Restate each of the lines below word for word and drop every picture.

The input below:

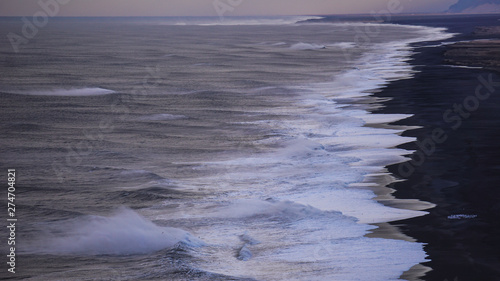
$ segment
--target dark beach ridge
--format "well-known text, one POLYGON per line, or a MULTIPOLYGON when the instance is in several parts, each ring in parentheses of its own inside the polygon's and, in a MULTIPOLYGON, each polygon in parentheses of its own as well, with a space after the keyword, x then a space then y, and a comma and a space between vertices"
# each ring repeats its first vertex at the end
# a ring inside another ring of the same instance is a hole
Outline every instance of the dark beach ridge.
POLYGON ((436 204, 427 216, 392 223, 426 243, 423 280, 500 280, 499 15, 398 16, 392 23, 446 27, 447 43, 416 44, 413 79, 395 81, 377 113, 414 114, 412 161, 389 170, 400 199, 436 204), (481 41, 475 41, 481 40, 481 41), (452 42, 458 42, 453 44, 452 42), (463 42, 468 41, 468 42, 463 42), (474 42, 469 42, 474 41, 474 42))

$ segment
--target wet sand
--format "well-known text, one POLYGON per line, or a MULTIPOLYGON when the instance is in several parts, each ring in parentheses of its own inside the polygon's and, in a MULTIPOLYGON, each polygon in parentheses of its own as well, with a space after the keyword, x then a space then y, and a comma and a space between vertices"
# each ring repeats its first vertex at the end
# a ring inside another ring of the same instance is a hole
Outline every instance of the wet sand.
POLYGON ((450 42, 469 41, 417 44, 412 64, 420 73, 376 94, 391 100, 375 112, 414 114, 395 124, 421 127, 403 134, 418 139, 401 146, 417 151, 412 161, 388 169, 405 179, 389 186, 396 198, 436 204, 427 216, 391 223, 427 244, 431 261, 424 266, 432 270, 422 280, 500 280, 499 18, 392 19, 447 27, 460 33, 450 42))

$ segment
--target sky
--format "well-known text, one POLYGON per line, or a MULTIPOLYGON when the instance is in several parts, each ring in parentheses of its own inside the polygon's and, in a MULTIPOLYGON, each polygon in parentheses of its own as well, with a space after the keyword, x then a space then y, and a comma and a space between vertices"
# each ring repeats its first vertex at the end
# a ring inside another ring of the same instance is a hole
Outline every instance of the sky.
MULTIPOLYGON (((457 0, 0 0, 0 16, 33 16, 46 3, 54 16, 271 16, 364 14, 388 6, 437 13, 457 0), (59 2, 56 2, 59 1, 59 2), (54 3, 57 3, 55 7, 54 3), (217 8, 216 8, 217 7, 217 8)), ((47 9, 47 8, 46 8, 47 9)))

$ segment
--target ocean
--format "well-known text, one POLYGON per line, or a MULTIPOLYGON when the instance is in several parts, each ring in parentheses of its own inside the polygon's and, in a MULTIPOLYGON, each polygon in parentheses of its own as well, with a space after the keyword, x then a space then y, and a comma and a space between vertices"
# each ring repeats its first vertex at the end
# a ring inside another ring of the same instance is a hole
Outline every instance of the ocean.
POLYGON ((17 52, 4 37, 17 227, 0 276, 399 280, 427 261, 376 235, 432 204, 386 188, 415 139, 372 94, 413 77, 411 43, 453 34, 307 19, 52 18, 17 52))

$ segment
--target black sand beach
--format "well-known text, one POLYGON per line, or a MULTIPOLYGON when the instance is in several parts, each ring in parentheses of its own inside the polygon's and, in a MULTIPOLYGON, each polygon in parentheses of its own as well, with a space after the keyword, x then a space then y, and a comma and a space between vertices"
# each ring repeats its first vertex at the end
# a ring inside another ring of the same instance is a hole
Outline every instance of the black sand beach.
MULTIPOLYGON (((498 39, 485 30, 496 30, 499 18, 401 16, 391 22, 446 27, 460 33, 448 40, 453 42, 498 39)), ((417 151, 413 160, 389 167, 406 179, 392 184, 394 195, 437 205, 427 216, 393 225, 427 243, 431 261, 424 265, 432 271, 423 280, 500 280, 500 76, 495 71, 500 56, 494 55, 499 45, 492 40, 480 48, 460 44, 419 44, 411 62, 420 71, 415 78, 376 94, 392 98, 377 112, 414 114, 396 124, 421 127, 404 133, 418 138, 401 146, 417 151)))

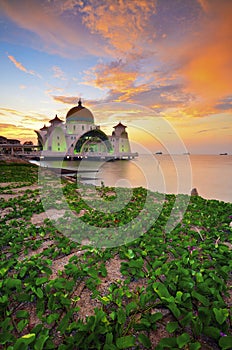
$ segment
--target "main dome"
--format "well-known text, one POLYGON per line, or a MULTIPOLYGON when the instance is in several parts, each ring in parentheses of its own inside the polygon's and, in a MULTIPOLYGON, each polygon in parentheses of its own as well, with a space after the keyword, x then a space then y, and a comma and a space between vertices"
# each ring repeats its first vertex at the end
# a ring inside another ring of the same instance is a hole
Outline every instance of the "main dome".
POLYGON ((94 123, 94 116, 88 108, 82 106, 81 100, 79 100, 78 106, 75 106, 68 111, 66 115, 66 121, 94 123))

End of The input.

→ Written solution:
$ segment
--target dark beach ridge
--format "well-known text, one POLYGON per line, or a MULTIPOLYGON when the instance is in several parts, each ring in parentheses of its own inside the polygon's and, in a MULTIPOLYGON, each polygon in parentheses of its own as well, with a space after the keyword, x then a space then y, and a comma and a space between vertices"
# each ring repeats its first vertex at the end
# a ring inside another ring of the same instance is a hole
Outline every instance of the dark beach ridge.
POLYGON ((436 204, 427 216, 392 223, 426 243, 423 280, 500 280, 499 15, 398 16, 392 23, 446 27, 447 43, 416 44, 413 79, 395 81, 377 113, 414 114, 412 161, 389 170, 400 199, 436 204), (481 41, 475 41, 481 40, 481 41), (452 42, 458 42, 453 44, 452 42), (463 42, 468 41, 468 42, 463 42), (474 42, 469 42, 474 41, 474 42))

$ segment
--target wet sand
--format "well-known text, one POLYGON per line, or a MULTIPOLYGON when the instance is in several parts, each ring in parentheses of its own inside the polygon's and, in a MULTIPOLYGON, each polygon in parentheses of its own as well, with a space after the keyword, x then a space then y, and a comma and a space between vertices"
# each ring repeats its first vertex at the end
# a ring inside another ring of the same instance is a hole
Outline every instance of the wet sand.
POLYGON ((450 42, 469 41, 417 44, 412 64, 420 73, 376 94, 391 100, 375 112, 414 114, 395 124, 421 127, 403 134, 418 139, 401 146, 417 151, 412 161, 388 169, 405 179, 389 186, 396 198, 436 204, 427 216, 391 223, 427 244, 431 261, 424 266, 432 270, 422 280, 500 280, 499 18, 392 19, 447 27, 460 33, 450 42))

$ segment
--target sky
--format "well-known text, one POLYGON per line, or a MULTIPOLYGON when the instance is in several parts, each ring in parentheses of its own inside the polygon's and, in a MULTIPOLYGON, each polygon in parentheses of its own as well, with a space after the keyword, x then a space then y, and a comma and a space between vertices"
# each ring repeats its first vertex at the end
# a ring inside another ring of the same instance is a hole
Outline every instance of the sky.
MULTIPOLYGON (((457 0, 0 0, 0 16, 33 16, 46 3, 54 16, 271 16, 364 14, 388 6, 437 13, 457 0), (59 2, 56 2, 59 1, 59 2), (54 3, 57 3, 55 7, 54 3), (217 8, 216 8, 217 7, 217 8)), ((47 9, 47 8, 46 8, 47 9)))

$ segment
--target ocean
--format "well-known text, one POLYGON per line, or a MULTIPOLYGON when the instance is in several parts, each ring in parentheses of its own inside the polygon's and, in a MULTIPOLYGON, each polygon in parentheses of its own as well, with a space after the keyword, x then a space then y, and a comma and a space between vertices"
# each ring repeats its first vertex at the end
# a ring inside another ring of the same instance is a hole
Outline every instance of the ocean.
POLYGON ((17 52, 4 37, 17 227, 0 276, 399 280, 427 261, 376 235, 432 204, 386 188, 415 139, 372 94, 413 77, 411 43, 453 34, 307 19, 52 18, 17 52))

$ segment
--target black sand beach
--format "well-known text, one POLYGON per line, or a MULTIPOLYGON when the instance is in several parts, each ring in parentheses of its own inside the polygon's and, in a MULTIPOLYGON, each polygon in parentheses of its own as well, with a space after the keyword, x then a space then y, and a comma and a space between vertices"
# each ring repeats its first vertex at the end
# a ring inside another ring of the same instance is a hole
Outline every instance of the black sand beach.
MULTIPOLYGON (((498 39, 485 30, 496 30, 499 18, 401 16, 391 22, 446 27, 460 33, 448 40, 453 42, 498 39)), ((417 151, 413 160, 389 167, 406 179, 392 184, 394 195, 437 205, 427 216, 393 225, 427 243, 431 261, 424 265, 432 271, 423 280, 500 280, 500 76, 495 71, 500 56, 494 55, 499 45, 492 40, 480 48, 460 44, 419 44, 411 62, 420 71, 415 78, 376 94, 392 98, 377 112, 414 114, 396 124, 421 127, 404 133, 418 138, 401 146, 417 151)))

$ segment
--target "main dome"
--format "well-known text, one POLYGON per line, or a MULTIPOLYGON when the instance is in several parts, each ring in parentheses of its own inside the polygon's and, in a MULTIPOLYGON, each polygon in parentheses of its own as well, with a space after the keyword, x then a space then y, and a comma and a space between vertices"
# each ring repeats its first vertex at the end
# a ring inside another ring of the same instance is a hole
Outline every instance of the "main dome".
POLYGON ((94 123, 94 116, 88 108, 82 106, 81 100, 79 100, 78 106, 75 106, 68 111, 66 115, 66 121, 94 123))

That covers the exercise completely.